### Task to complete
All records should be written out again exactly.

### Material for this task
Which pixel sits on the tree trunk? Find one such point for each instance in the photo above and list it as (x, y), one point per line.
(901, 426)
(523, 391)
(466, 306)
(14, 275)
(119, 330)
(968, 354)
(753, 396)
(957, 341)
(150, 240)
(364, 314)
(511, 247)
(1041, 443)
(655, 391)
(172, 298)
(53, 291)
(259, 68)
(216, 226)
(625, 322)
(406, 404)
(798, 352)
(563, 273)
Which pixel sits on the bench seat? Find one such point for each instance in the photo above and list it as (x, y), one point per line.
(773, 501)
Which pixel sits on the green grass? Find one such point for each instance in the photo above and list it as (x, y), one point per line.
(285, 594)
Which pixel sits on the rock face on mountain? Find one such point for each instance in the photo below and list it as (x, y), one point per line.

### Answer box
Which pixel sits on the tree trunk? Find one such point for each instance in the photo above and list it as (x, y), one point per line.
(901, 426)
(523, 391)
(466, 306)
(14, 275)
(119, 330)
(968, 354)
(753, 396)
(957, 341)
(150, 240)
(364, 314)
(511, 247)
(1041, 443)
(655, 391)
(172, 298)
(53, 291)
(259, 68)
(216, 226)
(625, 322)
(406, 404)
(798, 352)
(563, 273)
Which pixel sits on the bench seat? Find one such point for each instance in the photo above and list it as (x, y), one point per line.
(773, 501)
Which pixel sits on the green grass? Find one such point for each instance in the photo above and list it as (x, y), one point per line.
(285, 594)
Which pixel sits on the rock face on mountain? Find one such point for each instance in the photo below and list it as (x, y), one point per line.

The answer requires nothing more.